* _YOUR GOAL_
Everything from the line containing "of the sidewalk." down to the last line of the entries below must be transcribed exactly, and nothing else.

━━━━━ DATA ━━━━━

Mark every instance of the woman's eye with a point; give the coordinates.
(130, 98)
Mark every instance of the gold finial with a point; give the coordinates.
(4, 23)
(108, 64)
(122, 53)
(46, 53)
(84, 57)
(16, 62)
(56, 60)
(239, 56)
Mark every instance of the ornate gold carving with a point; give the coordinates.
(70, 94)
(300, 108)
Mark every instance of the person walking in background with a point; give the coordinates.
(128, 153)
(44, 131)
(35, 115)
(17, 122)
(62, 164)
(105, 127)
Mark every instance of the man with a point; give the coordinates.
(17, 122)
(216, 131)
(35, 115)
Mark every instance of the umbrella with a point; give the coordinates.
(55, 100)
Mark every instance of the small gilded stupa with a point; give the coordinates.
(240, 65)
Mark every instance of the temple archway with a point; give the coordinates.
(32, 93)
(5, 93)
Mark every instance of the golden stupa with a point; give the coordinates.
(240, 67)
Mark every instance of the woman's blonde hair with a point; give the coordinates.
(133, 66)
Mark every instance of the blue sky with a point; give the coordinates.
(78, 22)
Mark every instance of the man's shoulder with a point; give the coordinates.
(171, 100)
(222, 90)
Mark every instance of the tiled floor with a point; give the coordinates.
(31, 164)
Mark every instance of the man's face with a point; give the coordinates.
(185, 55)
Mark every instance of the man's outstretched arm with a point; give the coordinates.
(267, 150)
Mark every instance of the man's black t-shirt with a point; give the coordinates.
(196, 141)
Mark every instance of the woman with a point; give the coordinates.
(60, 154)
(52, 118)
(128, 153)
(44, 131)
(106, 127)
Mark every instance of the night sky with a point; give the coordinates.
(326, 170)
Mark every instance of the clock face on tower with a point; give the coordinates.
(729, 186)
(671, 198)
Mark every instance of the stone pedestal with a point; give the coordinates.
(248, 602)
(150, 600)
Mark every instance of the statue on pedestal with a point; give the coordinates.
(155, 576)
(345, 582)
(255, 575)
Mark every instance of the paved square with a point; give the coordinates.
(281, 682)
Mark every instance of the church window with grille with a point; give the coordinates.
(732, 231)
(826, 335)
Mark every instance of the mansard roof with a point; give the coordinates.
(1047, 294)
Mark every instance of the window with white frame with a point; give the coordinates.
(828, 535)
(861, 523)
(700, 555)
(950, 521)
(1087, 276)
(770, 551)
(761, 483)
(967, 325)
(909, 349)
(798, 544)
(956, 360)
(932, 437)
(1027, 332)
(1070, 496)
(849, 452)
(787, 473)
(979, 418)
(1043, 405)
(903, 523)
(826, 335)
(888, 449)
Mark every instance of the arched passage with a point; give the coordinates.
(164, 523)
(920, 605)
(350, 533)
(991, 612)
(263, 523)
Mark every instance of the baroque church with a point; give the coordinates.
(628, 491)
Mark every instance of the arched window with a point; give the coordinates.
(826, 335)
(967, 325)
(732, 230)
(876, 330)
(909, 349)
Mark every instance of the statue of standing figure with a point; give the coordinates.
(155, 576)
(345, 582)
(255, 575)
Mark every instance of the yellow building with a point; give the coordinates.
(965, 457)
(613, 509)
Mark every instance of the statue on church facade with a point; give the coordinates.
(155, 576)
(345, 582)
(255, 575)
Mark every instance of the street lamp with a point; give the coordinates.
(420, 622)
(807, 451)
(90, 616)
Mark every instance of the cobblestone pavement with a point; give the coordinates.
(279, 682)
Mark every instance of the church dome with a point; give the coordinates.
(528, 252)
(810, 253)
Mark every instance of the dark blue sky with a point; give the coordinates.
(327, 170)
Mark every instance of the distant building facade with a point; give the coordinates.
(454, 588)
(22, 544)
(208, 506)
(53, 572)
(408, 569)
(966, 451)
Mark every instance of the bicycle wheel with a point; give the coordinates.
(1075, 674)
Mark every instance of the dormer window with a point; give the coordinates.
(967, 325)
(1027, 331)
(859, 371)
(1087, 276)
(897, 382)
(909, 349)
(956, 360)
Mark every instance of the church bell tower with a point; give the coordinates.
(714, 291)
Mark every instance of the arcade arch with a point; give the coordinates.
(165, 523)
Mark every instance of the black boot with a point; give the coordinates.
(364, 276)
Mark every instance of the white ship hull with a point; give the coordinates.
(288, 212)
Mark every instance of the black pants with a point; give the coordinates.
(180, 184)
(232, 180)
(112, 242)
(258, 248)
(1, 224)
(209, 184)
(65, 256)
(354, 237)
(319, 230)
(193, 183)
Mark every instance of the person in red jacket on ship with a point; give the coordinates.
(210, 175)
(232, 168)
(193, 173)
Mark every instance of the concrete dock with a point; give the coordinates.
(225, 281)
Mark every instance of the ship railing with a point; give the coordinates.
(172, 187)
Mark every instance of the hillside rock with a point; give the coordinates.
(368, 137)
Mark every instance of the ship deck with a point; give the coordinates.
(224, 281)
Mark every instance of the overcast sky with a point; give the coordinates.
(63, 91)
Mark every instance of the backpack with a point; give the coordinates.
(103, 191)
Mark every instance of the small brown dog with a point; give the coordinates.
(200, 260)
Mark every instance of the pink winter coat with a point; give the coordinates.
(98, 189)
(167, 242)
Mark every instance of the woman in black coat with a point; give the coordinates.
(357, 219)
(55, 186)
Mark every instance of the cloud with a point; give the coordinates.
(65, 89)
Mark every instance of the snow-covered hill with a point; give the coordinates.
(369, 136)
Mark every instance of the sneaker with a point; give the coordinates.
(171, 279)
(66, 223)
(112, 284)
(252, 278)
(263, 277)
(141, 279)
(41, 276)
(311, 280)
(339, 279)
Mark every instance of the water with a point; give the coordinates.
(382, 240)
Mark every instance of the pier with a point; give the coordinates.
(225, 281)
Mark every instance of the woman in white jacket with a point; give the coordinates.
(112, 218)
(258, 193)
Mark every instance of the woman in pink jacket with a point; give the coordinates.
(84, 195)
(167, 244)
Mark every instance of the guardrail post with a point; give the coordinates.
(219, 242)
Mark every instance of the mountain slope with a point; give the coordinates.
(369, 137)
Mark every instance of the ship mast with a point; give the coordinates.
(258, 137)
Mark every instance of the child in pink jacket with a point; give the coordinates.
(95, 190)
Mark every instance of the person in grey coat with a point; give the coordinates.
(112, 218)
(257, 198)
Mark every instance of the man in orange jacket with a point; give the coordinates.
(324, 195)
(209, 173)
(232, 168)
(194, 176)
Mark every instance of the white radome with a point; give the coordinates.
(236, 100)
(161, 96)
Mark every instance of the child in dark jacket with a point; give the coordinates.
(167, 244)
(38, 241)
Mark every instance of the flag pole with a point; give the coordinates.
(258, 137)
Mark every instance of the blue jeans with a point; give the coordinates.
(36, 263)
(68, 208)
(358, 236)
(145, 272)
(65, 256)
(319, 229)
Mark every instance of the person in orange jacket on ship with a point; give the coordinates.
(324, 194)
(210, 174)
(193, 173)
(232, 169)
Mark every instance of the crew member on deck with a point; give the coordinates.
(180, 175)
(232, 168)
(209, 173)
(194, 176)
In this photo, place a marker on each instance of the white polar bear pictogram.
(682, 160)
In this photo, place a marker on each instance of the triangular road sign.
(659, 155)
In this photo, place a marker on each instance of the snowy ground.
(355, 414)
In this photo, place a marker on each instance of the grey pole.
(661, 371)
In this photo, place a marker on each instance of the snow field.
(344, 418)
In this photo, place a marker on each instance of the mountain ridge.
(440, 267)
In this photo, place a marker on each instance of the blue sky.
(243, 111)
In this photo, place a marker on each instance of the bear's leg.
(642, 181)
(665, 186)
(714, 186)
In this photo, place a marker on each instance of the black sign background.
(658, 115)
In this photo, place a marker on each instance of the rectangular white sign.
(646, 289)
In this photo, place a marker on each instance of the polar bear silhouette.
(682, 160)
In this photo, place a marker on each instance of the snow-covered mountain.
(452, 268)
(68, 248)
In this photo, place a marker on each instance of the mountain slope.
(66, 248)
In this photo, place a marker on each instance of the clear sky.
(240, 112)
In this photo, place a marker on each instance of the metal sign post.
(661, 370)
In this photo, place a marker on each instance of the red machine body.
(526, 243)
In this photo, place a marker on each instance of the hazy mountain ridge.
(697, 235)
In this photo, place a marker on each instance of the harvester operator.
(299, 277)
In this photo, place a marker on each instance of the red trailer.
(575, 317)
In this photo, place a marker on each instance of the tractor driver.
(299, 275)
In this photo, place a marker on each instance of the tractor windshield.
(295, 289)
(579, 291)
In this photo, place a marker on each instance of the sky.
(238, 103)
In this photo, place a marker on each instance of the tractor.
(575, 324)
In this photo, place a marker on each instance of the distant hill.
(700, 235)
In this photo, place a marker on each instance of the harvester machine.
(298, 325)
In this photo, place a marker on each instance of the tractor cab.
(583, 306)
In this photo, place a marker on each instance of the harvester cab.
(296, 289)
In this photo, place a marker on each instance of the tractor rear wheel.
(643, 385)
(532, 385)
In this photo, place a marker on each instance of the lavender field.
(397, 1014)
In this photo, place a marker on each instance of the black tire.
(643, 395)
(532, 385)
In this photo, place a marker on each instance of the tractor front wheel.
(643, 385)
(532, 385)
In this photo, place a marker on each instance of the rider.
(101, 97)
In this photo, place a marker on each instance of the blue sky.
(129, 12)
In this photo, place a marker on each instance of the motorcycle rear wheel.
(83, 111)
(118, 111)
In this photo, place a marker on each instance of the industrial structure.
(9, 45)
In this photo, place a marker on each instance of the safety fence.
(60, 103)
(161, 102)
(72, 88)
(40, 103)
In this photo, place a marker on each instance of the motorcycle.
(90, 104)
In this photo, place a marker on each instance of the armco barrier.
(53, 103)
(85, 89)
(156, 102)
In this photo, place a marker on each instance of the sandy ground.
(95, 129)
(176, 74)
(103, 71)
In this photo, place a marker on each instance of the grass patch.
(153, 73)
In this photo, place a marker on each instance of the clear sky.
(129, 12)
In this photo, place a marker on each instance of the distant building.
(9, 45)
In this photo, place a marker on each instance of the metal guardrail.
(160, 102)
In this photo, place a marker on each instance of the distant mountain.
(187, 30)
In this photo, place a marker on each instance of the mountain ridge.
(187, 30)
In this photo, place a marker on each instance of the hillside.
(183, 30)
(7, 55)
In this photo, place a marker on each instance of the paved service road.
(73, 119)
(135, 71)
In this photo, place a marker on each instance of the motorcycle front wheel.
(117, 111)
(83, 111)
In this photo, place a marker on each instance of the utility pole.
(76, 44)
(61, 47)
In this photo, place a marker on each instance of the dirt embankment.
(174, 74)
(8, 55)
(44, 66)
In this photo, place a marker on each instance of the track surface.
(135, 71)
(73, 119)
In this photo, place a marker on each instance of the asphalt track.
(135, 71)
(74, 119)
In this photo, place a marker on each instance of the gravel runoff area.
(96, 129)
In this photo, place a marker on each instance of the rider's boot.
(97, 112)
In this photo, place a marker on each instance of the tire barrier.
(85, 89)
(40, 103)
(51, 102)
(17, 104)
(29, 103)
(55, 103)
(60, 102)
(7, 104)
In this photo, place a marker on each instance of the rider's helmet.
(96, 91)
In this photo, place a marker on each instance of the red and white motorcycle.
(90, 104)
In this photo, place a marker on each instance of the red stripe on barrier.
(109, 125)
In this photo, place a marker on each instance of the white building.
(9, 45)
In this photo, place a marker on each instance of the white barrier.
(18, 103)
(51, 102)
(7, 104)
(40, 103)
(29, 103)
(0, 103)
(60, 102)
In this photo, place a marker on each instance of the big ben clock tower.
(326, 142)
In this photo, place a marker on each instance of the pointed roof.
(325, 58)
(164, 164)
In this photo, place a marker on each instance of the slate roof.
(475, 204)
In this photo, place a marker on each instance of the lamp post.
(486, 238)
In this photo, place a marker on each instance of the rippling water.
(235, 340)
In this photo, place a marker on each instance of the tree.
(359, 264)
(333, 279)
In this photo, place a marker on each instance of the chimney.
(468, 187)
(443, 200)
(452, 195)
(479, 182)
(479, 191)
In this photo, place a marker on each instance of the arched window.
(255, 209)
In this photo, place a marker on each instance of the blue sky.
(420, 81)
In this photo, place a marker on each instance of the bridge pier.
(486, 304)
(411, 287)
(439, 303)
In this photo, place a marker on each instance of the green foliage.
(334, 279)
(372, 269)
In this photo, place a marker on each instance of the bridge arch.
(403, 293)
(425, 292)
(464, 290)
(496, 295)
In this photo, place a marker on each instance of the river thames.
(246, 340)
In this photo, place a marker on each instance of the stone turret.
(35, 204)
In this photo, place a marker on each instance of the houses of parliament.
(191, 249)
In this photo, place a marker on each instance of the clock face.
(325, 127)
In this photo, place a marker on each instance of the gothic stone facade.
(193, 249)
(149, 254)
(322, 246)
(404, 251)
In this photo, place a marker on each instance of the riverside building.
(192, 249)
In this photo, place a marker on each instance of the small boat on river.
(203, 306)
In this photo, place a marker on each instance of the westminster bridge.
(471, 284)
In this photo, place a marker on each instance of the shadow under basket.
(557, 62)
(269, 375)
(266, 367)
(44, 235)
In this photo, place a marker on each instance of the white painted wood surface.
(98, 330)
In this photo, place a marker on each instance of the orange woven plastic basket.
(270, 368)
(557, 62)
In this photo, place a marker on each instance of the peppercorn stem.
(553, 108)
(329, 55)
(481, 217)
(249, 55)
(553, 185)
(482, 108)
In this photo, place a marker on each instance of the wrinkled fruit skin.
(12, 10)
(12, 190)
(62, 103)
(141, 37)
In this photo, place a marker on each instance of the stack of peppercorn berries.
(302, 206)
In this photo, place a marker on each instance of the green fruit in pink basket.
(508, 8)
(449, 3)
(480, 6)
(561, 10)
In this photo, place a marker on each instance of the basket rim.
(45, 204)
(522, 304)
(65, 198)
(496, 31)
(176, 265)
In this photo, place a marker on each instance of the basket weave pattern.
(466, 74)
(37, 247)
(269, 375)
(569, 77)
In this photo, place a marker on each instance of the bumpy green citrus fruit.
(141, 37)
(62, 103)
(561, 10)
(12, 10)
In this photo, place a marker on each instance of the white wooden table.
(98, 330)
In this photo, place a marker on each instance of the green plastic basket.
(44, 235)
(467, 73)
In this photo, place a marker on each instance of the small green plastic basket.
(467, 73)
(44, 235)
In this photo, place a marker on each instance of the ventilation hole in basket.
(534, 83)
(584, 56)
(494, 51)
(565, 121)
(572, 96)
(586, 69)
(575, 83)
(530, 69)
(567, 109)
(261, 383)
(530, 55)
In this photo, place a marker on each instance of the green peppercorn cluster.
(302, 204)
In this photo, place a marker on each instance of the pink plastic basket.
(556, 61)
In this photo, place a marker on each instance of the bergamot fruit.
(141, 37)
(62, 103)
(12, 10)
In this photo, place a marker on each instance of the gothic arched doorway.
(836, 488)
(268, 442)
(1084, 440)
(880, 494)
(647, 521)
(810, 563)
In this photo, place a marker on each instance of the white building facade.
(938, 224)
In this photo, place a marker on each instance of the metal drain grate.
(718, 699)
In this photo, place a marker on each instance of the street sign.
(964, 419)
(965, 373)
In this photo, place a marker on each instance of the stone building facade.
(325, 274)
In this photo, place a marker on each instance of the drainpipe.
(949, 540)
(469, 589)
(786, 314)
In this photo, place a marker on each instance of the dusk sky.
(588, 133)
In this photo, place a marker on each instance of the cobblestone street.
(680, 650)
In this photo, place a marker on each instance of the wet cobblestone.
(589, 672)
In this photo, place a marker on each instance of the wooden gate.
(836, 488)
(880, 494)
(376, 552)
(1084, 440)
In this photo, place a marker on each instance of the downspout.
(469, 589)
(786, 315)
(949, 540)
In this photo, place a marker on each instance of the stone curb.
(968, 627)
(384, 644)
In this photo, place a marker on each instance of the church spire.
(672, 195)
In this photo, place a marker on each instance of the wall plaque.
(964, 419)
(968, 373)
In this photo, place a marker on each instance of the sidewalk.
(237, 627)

━━━━━

* _TASK ANSWER_
In this photo, place a marker on each instance of the sidewalk.
(237, 627)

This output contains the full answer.